[Set task]:
Show each line below that contains the string "colored". The match is case-sensitive.
[Begin Data to use]
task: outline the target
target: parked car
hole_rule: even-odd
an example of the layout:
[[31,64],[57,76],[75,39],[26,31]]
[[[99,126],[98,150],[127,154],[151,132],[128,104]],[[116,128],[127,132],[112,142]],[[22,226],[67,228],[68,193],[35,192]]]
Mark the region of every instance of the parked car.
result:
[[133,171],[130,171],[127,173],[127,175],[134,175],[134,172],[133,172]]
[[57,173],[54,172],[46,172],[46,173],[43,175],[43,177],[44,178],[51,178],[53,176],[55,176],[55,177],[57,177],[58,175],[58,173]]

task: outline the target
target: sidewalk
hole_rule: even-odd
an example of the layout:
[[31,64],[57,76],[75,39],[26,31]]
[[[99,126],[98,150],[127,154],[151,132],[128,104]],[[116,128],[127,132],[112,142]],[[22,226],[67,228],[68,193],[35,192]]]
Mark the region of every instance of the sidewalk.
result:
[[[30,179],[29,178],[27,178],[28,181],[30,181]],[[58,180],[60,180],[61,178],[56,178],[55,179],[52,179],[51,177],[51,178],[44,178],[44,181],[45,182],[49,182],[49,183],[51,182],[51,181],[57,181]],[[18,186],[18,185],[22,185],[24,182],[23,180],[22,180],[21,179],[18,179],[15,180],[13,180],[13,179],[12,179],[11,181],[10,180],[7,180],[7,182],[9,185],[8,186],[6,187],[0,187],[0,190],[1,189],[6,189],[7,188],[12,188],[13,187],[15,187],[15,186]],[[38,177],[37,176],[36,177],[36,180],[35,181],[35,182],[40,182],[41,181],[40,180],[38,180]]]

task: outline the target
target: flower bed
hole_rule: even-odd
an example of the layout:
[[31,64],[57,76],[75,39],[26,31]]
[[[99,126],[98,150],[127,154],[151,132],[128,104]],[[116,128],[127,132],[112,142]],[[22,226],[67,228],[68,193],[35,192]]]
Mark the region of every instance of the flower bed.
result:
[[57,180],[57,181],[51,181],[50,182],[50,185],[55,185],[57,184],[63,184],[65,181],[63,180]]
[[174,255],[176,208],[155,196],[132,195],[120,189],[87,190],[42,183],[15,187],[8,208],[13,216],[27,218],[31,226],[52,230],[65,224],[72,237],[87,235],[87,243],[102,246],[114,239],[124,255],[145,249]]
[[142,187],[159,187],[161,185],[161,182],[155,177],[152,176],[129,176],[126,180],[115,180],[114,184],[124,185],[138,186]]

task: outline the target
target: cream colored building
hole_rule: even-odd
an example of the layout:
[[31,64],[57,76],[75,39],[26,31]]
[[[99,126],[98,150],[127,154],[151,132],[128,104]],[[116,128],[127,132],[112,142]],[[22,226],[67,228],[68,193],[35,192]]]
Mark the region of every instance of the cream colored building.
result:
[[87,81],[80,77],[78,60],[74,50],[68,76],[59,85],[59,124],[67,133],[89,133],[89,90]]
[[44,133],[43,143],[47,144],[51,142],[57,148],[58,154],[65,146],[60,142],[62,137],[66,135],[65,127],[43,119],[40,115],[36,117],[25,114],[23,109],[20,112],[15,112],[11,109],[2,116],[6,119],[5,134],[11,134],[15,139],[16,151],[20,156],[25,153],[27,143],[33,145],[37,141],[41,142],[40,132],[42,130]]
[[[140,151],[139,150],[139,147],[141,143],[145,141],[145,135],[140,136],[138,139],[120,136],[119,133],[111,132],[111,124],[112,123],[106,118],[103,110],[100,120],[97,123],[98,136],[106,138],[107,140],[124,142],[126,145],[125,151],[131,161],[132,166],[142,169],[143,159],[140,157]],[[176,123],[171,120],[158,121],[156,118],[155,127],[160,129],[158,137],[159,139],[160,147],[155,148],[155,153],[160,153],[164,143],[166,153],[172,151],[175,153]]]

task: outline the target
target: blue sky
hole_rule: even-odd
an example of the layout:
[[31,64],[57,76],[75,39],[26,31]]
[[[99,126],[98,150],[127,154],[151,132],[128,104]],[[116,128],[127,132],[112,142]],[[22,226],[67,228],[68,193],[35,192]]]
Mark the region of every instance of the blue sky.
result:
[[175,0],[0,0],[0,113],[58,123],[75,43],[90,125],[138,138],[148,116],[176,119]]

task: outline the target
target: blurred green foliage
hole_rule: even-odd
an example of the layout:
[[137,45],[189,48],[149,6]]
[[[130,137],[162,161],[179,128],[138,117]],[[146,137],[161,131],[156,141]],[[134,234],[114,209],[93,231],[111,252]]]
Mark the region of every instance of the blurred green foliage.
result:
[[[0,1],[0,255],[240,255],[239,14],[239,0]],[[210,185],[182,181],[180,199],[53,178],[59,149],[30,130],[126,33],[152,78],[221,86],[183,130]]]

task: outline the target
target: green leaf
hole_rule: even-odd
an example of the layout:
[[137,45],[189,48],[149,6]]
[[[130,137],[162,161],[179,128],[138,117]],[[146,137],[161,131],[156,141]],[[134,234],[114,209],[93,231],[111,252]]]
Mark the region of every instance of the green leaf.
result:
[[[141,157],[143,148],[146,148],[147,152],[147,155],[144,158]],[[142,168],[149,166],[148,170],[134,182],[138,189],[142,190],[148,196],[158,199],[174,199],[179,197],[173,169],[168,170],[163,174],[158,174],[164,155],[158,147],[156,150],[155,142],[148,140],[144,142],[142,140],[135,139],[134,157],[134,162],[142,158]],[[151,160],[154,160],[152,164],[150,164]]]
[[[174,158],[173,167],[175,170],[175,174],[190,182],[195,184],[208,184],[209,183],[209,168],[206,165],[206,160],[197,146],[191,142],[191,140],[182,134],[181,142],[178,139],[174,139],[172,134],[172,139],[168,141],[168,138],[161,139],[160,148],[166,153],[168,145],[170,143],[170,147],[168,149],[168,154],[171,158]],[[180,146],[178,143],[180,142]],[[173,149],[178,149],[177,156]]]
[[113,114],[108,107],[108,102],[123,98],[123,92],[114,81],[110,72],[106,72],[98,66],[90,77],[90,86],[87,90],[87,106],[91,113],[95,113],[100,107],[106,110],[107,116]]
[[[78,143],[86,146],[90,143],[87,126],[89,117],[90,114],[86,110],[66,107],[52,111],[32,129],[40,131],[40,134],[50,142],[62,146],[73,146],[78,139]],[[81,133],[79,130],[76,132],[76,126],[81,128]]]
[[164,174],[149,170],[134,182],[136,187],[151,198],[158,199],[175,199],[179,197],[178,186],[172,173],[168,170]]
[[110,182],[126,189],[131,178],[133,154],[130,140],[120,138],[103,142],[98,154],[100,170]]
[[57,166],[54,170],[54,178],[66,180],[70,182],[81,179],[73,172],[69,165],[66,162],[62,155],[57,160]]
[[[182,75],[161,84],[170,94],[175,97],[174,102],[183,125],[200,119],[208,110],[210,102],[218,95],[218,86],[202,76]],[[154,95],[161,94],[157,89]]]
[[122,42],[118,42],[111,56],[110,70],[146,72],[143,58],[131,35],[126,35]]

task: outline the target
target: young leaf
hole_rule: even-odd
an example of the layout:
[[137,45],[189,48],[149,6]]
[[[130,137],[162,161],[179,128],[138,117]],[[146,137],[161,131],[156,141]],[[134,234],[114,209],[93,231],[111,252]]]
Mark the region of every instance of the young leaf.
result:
[End Data to use]
[Complete output]:
target: cream colored building
Mark the region of every instance of the cream colored building.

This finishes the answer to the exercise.